## DO THIS
Write out all of the data exactly as it appears.

## EXERCISE MATERIALS
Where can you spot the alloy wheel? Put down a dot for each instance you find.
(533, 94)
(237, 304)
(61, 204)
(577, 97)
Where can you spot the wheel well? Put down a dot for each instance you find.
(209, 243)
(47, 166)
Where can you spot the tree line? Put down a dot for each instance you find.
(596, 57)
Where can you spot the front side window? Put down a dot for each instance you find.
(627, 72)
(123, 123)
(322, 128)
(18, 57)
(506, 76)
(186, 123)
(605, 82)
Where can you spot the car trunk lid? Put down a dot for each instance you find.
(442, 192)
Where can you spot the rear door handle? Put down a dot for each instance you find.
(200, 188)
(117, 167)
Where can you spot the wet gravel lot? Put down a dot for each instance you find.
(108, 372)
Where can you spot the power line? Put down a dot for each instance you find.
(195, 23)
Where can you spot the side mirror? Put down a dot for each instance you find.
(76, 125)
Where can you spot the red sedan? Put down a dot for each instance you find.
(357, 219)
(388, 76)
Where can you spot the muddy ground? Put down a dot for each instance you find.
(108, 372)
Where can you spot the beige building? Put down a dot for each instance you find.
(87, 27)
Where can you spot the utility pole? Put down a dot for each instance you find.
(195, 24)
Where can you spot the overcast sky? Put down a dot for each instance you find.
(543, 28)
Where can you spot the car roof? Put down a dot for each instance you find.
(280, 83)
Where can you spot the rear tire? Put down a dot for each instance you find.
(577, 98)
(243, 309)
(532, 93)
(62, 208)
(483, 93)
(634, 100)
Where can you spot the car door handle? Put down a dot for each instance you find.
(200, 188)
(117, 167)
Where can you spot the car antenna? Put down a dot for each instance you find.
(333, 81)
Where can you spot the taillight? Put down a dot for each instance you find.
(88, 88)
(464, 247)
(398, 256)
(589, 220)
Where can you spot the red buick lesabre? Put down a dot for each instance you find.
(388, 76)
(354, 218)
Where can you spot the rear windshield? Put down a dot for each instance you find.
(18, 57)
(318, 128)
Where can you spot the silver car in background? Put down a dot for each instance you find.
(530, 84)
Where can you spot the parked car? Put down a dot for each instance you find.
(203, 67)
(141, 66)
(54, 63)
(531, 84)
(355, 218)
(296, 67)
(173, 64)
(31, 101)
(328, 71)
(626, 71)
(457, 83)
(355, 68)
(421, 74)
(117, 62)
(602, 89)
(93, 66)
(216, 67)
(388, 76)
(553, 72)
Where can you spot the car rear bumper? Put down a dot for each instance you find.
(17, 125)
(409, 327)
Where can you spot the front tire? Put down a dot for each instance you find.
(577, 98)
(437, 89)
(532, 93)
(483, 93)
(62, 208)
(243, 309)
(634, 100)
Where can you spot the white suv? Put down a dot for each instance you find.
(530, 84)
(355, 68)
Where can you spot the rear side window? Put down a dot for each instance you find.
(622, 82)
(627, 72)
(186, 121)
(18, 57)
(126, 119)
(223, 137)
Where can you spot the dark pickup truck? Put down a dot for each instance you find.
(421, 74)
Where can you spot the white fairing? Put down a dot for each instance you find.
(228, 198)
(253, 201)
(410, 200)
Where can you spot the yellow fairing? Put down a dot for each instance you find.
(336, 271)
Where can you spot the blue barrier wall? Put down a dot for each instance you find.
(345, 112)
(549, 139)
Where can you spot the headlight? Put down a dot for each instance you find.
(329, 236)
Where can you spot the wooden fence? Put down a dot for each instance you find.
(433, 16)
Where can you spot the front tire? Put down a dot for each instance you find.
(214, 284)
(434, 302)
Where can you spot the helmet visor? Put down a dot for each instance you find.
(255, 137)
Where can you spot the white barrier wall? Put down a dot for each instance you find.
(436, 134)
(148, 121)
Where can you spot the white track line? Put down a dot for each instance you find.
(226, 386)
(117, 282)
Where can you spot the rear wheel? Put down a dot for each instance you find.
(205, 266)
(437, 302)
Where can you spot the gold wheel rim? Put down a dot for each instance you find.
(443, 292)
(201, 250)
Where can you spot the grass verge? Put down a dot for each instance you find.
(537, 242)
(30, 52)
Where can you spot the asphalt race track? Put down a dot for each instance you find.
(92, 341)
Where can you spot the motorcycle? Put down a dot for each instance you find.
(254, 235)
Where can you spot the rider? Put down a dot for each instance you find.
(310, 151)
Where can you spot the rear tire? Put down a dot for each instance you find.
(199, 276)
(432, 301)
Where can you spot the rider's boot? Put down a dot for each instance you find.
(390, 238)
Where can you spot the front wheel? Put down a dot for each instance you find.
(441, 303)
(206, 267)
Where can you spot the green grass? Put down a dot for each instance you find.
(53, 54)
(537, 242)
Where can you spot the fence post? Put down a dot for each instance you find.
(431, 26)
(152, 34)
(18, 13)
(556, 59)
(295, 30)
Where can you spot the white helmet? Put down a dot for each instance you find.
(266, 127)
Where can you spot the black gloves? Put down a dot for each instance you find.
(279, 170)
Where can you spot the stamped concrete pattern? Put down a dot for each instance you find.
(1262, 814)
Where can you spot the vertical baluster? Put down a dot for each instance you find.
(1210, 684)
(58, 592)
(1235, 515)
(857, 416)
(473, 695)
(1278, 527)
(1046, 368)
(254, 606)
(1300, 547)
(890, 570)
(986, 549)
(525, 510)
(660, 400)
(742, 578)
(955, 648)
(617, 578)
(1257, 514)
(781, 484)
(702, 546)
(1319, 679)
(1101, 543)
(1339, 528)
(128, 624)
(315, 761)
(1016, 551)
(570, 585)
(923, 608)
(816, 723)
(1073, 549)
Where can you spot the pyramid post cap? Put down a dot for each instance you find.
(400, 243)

## EXERCISE SOLUTION
Where can you spot the alloy wheel? Put down a dot for each instance you find.
(533, 94)
(237, 304)
(61, 204)
(577, 97)
Where can you spot the wheel well? Put down a dot for each instance you find.
(209, 243)
(47, 166)
Where can you spot the tree line? Put down a dot for each instance you find.
(596, 57)
Where can you spot the front side window? Put down a dot for each instance you find.
(627, 72)
(123, 123)
(322, 128)
(18, 57)
(506, 76)
(186, 123)
(605, 82)
Where can you spot the car trunk lid? Put down a dot for each instance you find.
(442, 192)
Where can you spot the rear door handle? Put down a dot for each instance you find.
(200, 188)
(117, 167)
Where can you spot the wet gravel lot? Put down a dot for each instance you find.
(108, 372)
Where can you spot the power line? Put down a dot for each instance you find.
(195, 23)
Where can you spot the side mirror? Put down a dot for each instance you find.
(76, 125)
Where can you spot the red sedan? Put down a dot for each instance you find.
(357, 219)
(388, 76)
Where can you spot the muddy ground? Put down a dot for each instance you find.
(108, 372)
Where can you spot the beige building? Put down a dot for each instance you find.
(87, 27)
Where can you spot the utility pole? Put down a dot for each instance you find.
(195, 24)
Where can you spot the overcast sky? Put down a dot for each instance you find.
(543, 28)
Where can you spot the car roof? Put down a dot for each instance you find.
(280, 83)
Where can you spot the rear tire? Put down a dot for each instance you find.
(577, 98)
(243, 309)
(532, 93)
(62, 208)
(483, 93)
(634, 100)
Where can you spot the car door handle? Put down a dot for each instance you find.
(200, 188)
(117, 167)
Where can you spot the car antenna? Put down a dot for each instance you find.
(333, 81)
Where can you spot the taillight? Put down a dot for each instance you find.
(88, 88)
(464, 247)
(398, 256)
(589, 220)
Where can you spot the red buick lesabre? Put down a dot for each instance you find.
(388, 76)
(354, 218)
Where can you spot the rear windshield? Put down a dot for each instance you find.
(18, 57)
(318, 128)
Where can you spot the silver car in background? Put down a dot for each instance you find.
(530, 84)
Where can you spot the parked car? Put down a dot for each instance you find.
(203, 67)
(141, 66)
(54, 63)
(531, 84)
(355, 218)
(296, 67)
(173, 64)
(31, 101)
(328, 71)
(626, 71)
(457, 83)
(355, 68)
(421, 74)
(117, 62)
(602, 89)
(93, 66)
(216, 67)
(388, 76)
(553, 72)
Where can you spot the car rear bumper? Put down a dot for each instance you find.
(17, 125)
(409, 327)
Where can you spot the front tire? Put down a dot for each instance you find.
(577, 98)
(437, 89)
(532, 93)
(483, 93)
(62, 208)
(243, 309)
(634, 100)
Where can you spot the white suv? Put down a dot for each instance you find.
(530, 84)
(355, 68)
Where can you spot the rear side window? Put down a dot for each instance you find.
(622, 82)
(627, 72)
(186, 121)
(18, 57)
(126, 119)
(223, 137)
Where can you spot the dark pickup truck? Put down a dot for each instance you find.
(421, 74)
Where can you spot the white fairing? Put down a dot for each instance you find.
(228, 198)
(253, 201)
(410, 200)
Where can you spot the yellow fairing? Put down a dot for each instance you find.
(336, 271)
Where can you spot the blue barrier wall? Put down a dot for each instance you find.
(345, 112)
(549, 139)
Where can you spot the headlight? Put down a dot for each instance you find.
(329, 236)
Where can you spot the wooden fence? Put down a dot for each instance you find.
(433, 16)
Where can you spot the front tire? Put down a dot for each instance you find.
(214, 284)
(434, 302)
Where can you spot the helmet visor? Put down a dot for each instance you find.
(255, 137)
Where can you spot the white barrier wall? Put down a dot for each instance you find.
(436, 134)
(148, 121)
Where can you spot the white track line? Put down a dot for each instance you find.
(226, 386)
(117, 282)
Where can you spot the rear wheel? Put down a dot for each instance you find.
(205, 266)
(437, 302)
Where can you spot the gold wheel rim? Put down a dot for each instance you find.
(443, 292)
(201, 250)
Where can you spot the grass verge? Put down a dot for each instance you find.
(537, 242)
(30, 52)
Where can you spot the asphalt race track? Put down a dot for each instance you find.
(92, 341)
Where can you spot the motorcycle? Put down a dot for each instance you find.
(254, 235)
Where can you spot the rider? Put down a dot for each instance you find.
(310, 151)
Where can you spot the rear tire? Put down a dot for each instance you find.
(199, 276)
(432, 301)
Where can you spot the rider's boot? Put down a dot for each instance you find.
(390, 238)
Where can you spot the front wheel? Put down a dot for each instance you find.
(441, 303)
(206, 267)
Where can you spot the green grass? Put down a dot for each instance you find.
(53, 54)
(537, 242)
Where can you spot the fence post? Put down a dot for each instance you find.
(431, 26)
(152, 34)
(18, 13)
(556, 59)
(295, 30)
Where can you spot the white helmet? Put down a dot for each instance you find.
(266, 127)
Where can you spot the black gloves? Put down a dot for each instance you find.
(279, 170)
Where can you spot the stamped concrete pattern? Put down a dot for each instance you find.
(1262, 814)
Where can you spot the vertical baluster? Put down a dot for each instance you find.
(1210, 684)
(58, 592)
(1235, 515)
(857, 416)
(473, 695)
(1278, 527)
(1046, 368)
(254, 606)
(1300, 547)
(890, 570)
(986, 549)
(525, 510)
(660, 400)
(742, 578)
(955, 648)
(617, 578)
(1257, 514)
(781, 484)
(702, 546)
(1319, 679)
(1101, 543)
(1339, 528)
(128, 624)
(315, 761)
(1016, 551)
(570, 585)
(923, 608)
(816, 723)
(1073, 549)
Where can you spot the pyramid post cap? Put down a dot for each instance you find.
(400, 243)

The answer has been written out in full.